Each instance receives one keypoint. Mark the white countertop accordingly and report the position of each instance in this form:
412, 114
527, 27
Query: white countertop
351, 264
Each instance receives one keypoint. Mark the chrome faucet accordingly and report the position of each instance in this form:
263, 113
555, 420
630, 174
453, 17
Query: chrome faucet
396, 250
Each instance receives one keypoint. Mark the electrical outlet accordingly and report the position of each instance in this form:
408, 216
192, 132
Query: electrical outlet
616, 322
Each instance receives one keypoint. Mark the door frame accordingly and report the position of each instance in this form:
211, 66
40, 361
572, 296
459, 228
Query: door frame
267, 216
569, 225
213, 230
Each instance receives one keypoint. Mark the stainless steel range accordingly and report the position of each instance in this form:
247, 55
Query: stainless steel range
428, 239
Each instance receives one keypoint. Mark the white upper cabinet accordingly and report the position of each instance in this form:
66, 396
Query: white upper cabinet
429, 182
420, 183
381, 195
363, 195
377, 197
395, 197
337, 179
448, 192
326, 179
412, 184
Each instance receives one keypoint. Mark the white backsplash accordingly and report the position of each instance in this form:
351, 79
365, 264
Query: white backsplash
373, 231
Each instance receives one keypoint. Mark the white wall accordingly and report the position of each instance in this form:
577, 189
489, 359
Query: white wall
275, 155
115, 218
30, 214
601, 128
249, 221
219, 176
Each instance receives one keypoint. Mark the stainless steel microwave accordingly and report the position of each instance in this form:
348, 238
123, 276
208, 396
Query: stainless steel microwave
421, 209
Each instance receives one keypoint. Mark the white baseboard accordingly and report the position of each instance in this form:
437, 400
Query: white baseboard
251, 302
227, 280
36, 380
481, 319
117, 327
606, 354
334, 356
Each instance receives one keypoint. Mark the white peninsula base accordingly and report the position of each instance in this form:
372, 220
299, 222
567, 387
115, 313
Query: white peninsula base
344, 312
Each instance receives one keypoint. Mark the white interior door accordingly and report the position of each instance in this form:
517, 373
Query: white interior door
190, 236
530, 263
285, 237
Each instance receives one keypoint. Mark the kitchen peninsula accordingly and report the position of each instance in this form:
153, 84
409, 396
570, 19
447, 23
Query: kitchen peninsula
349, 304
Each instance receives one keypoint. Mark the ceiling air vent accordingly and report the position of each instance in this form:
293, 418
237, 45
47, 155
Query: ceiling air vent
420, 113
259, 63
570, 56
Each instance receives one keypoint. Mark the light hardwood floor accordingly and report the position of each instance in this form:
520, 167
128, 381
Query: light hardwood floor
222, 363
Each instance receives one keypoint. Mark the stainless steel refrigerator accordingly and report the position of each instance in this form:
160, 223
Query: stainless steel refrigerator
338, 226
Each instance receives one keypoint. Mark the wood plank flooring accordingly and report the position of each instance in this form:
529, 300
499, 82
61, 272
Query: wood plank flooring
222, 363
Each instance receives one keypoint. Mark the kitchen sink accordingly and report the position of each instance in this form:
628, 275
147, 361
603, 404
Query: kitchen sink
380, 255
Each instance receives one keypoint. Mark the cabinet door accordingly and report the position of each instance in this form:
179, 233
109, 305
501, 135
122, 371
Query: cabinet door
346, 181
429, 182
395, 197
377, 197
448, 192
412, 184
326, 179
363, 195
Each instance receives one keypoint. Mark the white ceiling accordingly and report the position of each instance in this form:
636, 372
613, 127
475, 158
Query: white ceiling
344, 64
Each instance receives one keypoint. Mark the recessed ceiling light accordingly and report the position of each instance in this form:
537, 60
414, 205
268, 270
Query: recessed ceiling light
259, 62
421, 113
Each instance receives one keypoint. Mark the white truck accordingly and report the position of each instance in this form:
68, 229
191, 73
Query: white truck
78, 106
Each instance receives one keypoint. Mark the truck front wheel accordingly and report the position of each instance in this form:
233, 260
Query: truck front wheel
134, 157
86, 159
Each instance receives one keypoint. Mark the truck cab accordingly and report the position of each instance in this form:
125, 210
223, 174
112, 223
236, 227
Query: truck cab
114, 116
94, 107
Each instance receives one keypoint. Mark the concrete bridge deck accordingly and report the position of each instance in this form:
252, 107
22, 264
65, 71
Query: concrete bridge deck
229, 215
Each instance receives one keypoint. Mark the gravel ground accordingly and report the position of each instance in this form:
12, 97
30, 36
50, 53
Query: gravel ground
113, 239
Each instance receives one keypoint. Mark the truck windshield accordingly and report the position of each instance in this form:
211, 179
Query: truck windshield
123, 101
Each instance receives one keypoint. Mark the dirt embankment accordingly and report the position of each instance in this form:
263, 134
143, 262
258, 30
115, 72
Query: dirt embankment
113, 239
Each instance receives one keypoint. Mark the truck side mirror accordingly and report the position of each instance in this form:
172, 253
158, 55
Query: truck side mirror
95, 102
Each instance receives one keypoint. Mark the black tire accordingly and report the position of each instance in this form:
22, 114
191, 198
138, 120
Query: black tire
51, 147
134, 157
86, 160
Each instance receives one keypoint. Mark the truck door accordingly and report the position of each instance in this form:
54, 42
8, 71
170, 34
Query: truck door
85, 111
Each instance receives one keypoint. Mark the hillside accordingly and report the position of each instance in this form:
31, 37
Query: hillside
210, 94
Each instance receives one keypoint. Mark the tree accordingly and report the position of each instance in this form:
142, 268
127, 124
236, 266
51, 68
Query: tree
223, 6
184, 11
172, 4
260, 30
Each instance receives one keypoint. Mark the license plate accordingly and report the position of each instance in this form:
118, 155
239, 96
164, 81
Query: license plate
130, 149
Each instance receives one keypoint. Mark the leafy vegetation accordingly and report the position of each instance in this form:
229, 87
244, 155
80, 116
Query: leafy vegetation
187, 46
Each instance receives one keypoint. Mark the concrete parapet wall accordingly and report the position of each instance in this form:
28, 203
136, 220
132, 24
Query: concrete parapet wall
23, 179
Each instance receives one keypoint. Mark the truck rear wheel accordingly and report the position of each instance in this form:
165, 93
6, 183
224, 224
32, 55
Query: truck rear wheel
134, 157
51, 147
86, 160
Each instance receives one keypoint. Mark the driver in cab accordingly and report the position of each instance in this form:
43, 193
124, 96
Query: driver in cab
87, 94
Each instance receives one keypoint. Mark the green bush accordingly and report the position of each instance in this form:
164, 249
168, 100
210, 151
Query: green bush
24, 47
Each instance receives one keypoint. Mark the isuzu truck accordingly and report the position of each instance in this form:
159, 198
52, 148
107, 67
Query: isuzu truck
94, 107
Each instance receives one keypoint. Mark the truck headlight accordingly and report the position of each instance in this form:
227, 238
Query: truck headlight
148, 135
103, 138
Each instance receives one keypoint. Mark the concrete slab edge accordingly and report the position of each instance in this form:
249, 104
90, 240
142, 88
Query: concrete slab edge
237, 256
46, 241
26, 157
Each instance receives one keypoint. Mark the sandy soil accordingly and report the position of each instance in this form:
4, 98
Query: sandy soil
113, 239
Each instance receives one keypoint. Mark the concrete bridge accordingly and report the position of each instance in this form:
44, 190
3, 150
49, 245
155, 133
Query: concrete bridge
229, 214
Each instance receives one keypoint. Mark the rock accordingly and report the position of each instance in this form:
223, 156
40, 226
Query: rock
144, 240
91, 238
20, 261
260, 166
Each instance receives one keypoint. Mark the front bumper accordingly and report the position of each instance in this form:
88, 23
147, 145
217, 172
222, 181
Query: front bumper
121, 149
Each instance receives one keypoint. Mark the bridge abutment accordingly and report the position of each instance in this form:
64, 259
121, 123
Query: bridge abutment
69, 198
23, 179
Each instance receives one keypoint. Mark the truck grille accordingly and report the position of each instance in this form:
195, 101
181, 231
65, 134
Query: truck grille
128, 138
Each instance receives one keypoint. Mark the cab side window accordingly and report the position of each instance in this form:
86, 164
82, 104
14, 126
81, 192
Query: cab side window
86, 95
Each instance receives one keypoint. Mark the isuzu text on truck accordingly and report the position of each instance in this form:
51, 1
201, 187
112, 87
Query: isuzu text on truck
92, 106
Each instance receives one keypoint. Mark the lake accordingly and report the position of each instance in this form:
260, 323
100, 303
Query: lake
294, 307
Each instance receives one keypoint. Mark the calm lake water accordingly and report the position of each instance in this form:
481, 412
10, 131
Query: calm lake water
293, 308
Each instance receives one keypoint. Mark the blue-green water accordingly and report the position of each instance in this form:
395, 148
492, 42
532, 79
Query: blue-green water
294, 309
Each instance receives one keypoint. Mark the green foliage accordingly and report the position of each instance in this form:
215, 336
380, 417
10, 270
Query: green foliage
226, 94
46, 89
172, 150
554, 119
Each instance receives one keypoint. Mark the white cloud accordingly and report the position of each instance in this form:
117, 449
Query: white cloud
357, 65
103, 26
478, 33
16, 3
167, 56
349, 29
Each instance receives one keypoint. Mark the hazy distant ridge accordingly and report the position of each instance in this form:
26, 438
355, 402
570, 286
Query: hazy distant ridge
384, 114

-- Exercise aim --
Above are the records. Copy the lines beginning at the one that has "Each instance receives one keypoint. Mark the bridge" and ending with the one that has "Each instance receives one keypoint. Mark the calm", unchanged.

-- Solution for this problem --
Each instance receives one keypoint. Mark the bridge abutment accordingly and report the position of each instance in this form:
64, 259
121, 123
Query: bridge abutment
69, 198
23, 179
Each instance receives one keypoint. Mark the truck grille accordingly and report the position of each instance in this form:
195, 101
181, 231
65, 134
Query: truck grille
128, 138
Each instance receives one keypoint. Mark the cab side window accordingly and report the position of each instance in this form:
86, 164
82, 104
14, 126
81, 192
Query: cab side window
86, 95
Each instance receives one keypoint. Mark the isuzu text on truck accordingly and report the position of each instance in this form:
51, 1
201, 187
112, 87
Query: isuzu text on truck
92, 106
Each instance receives one keypoint. Mark the lake accordingly and report the position of each instance in this form:
260, 323
100, 303
Query: lake
294, 307
Each instance receives one keypoint. Mark the calm lake water accordingly and report the position of each instance in this form:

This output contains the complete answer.